Goal:
Your task is to transcribe the entries below exactly, beginning with the line containing "pin: the recessed" and ending with the final line, and to add nothing else.

Data for the task:

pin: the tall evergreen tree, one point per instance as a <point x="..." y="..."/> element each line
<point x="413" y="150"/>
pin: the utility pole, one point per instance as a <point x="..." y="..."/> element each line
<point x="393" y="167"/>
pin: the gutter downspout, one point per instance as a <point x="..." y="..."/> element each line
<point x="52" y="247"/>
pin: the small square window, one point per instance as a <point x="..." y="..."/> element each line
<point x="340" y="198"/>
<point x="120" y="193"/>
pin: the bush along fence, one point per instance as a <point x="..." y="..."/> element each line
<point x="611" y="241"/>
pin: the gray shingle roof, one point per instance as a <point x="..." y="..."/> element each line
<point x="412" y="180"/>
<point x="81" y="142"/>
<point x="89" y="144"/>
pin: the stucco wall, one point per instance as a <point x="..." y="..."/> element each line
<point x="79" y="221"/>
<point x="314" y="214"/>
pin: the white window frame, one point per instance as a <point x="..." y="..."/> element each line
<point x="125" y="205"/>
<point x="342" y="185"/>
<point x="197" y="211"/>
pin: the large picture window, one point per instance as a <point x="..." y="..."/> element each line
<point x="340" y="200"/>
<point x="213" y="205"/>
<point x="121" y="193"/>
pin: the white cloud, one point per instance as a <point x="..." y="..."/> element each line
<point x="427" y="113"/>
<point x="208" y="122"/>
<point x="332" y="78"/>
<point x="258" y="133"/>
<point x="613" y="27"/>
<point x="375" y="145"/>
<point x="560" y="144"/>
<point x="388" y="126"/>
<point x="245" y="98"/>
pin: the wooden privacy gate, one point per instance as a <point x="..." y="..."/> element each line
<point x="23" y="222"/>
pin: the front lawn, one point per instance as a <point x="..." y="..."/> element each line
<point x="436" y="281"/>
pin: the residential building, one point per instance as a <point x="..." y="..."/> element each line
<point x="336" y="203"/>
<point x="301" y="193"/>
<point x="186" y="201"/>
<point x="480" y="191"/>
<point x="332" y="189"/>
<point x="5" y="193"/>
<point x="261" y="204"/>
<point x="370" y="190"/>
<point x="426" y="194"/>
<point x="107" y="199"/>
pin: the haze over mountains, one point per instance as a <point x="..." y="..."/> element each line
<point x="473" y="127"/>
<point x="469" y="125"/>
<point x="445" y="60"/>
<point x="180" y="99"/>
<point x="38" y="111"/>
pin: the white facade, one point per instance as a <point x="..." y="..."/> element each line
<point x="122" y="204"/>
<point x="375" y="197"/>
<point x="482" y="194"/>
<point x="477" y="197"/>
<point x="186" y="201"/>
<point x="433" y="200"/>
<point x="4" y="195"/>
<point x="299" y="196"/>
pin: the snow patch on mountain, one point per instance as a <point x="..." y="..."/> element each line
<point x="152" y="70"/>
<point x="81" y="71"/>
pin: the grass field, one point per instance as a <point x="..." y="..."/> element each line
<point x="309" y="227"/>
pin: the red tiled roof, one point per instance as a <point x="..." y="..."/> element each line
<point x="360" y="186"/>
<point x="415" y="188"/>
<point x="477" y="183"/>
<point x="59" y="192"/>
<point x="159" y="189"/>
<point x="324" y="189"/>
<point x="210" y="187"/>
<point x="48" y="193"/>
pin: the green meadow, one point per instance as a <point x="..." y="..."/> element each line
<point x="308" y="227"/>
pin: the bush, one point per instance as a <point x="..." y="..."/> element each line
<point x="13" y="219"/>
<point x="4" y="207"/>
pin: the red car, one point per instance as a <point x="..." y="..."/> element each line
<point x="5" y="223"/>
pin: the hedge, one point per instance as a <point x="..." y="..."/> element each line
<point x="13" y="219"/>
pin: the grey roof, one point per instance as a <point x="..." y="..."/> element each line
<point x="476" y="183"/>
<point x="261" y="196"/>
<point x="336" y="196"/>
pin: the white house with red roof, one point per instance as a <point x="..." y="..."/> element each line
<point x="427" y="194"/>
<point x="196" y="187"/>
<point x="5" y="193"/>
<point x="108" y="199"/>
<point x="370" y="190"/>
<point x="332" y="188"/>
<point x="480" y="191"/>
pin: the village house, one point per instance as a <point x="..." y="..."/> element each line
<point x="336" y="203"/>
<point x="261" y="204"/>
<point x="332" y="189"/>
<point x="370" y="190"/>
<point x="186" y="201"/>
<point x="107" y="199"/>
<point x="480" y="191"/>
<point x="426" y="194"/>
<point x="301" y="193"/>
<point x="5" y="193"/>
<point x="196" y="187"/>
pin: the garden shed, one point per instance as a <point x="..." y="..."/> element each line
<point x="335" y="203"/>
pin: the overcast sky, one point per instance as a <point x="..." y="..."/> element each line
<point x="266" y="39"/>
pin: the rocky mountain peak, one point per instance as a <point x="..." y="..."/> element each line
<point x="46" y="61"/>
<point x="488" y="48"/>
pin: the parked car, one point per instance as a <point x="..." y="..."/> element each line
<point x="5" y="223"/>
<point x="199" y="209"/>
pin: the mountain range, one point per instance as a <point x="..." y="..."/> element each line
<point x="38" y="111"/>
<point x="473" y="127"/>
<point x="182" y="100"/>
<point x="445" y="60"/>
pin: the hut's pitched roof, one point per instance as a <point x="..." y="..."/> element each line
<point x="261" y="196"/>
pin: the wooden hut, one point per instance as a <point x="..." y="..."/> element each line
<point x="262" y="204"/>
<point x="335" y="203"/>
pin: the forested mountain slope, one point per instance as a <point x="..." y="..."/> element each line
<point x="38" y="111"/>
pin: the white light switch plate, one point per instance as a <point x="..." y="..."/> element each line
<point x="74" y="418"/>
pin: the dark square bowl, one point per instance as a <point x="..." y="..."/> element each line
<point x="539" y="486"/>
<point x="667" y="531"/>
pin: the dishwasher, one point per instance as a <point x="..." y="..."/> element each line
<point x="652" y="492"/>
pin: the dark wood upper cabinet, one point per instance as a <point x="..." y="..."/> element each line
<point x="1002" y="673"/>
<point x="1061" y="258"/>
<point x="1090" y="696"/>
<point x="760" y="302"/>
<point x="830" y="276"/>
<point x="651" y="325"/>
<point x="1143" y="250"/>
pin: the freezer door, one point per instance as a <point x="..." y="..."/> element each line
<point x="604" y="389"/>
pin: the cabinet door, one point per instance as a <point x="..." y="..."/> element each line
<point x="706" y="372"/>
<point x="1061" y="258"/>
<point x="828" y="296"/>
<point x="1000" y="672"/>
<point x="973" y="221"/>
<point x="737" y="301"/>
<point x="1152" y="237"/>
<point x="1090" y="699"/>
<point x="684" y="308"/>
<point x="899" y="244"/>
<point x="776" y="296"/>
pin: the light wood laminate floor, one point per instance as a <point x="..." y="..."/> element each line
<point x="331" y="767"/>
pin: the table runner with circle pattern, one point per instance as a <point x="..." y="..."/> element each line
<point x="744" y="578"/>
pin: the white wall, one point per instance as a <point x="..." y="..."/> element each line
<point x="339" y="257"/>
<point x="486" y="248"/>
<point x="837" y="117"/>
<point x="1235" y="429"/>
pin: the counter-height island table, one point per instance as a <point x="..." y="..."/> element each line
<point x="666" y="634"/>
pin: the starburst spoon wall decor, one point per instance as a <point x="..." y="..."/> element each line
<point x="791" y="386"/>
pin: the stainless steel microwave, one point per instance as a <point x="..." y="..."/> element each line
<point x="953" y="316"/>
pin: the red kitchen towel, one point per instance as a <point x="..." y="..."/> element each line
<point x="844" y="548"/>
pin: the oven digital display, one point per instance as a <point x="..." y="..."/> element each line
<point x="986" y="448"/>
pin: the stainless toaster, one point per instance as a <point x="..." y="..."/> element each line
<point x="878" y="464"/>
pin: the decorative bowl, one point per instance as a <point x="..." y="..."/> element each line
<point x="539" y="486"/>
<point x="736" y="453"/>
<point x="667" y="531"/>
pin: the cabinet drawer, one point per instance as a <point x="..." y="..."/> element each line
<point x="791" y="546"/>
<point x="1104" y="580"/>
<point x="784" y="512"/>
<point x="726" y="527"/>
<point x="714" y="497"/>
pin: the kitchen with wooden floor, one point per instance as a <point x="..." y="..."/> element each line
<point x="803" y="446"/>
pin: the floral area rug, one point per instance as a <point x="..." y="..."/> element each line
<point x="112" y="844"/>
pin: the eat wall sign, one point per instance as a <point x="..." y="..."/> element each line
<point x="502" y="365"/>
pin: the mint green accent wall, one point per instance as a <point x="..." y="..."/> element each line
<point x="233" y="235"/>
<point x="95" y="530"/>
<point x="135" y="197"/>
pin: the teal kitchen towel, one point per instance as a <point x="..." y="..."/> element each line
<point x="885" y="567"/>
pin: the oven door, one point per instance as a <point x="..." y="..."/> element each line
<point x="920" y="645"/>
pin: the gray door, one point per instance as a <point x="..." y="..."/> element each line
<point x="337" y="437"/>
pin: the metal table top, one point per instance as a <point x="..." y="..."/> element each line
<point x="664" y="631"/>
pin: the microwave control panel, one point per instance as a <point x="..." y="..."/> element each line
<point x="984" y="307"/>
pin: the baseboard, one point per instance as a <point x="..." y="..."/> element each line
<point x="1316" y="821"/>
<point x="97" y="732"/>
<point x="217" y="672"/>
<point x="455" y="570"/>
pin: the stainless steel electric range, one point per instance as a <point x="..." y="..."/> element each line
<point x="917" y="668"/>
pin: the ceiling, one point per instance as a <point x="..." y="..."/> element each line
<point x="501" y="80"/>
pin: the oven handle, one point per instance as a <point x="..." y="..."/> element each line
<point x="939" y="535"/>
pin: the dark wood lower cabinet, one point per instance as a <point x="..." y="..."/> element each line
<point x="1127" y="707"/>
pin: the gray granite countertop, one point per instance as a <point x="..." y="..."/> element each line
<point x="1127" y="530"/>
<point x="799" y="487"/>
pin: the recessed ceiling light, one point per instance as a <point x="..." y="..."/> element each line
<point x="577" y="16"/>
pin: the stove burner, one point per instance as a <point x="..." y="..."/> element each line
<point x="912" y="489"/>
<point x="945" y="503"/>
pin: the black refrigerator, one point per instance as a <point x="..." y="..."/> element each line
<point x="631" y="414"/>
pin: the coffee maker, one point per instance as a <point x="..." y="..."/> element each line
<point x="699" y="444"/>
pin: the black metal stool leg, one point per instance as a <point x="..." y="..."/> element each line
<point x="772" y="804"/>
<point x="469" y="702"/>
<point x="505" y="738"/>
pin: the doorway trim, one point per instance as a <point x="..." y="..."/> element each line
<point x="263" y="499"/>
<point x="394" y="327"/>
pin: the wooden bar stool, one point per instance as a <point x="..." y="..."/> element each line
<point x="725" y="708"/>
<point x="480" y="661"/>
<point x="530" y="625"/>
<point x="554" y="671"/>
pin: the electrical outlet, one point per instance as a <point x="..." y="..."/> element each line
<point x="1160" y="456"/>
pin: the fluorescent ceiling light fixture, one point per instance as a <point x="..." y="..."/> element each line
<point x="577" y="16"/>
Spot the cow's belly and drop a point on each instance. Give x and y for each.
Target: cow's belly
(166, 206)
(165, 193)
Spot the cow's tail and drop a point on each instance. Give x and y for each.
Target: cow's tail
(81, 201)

Response to the exercise:
pin: the recessed ceiling light, one point per instance as a <point x="..." y="..."/> element each line
<point x="577" y="16"/>
pin: the stove burner, one point per instance as a <point x="..." y="..."/> element each line
<point x="912" y="489"/>
<point x="945" y="503"/>
pin: the black refrigerator, one point per instance as a <point x="..." y="..."/> element each line
<point x="631" y="414"/>
pin: the coffee maker, one point per instance as a <point x="..." y="..."/> element each line
<point x="699" y="444"/>
pin: the black metal stool leg, one point per instance as a <point x="..." y="..."/> element each line
<point x="772" y="804"/>
<point x="469" y="702"/>
<point x="505" y="738"/>
pin: the doorway trim, one point per instance as a <point x="..." y="..."/> element each line
<point x="263" y="499"/>
<point x="394" y="327"/>
pin: the wooden bar stool, one point per instance as a <point x="..." y="..."/> element each line
<point x="725" y="708"/>
<point x="480" y="661"/>
<point x="530" y="625"/>
<point x="554" y="671"/>
pin: the electrical outlet, one point per instance as a <point x="..." y="..."/> element each line
<point x="1160" y="456"/>
pin: the fluorescent ceiling light fixture, one point per instance as a <point x="..." y="..."/> element each line
<point x="577" y="16"/>
Spot the cow's belly and drop a point on each instance. Give x and y for each.
Target: cow's belly
(166, 206)
(165, 193)
Spot the cow's tail and drop a point on each instance. Give x and y for each.
Target: cow's tail
(81, 201)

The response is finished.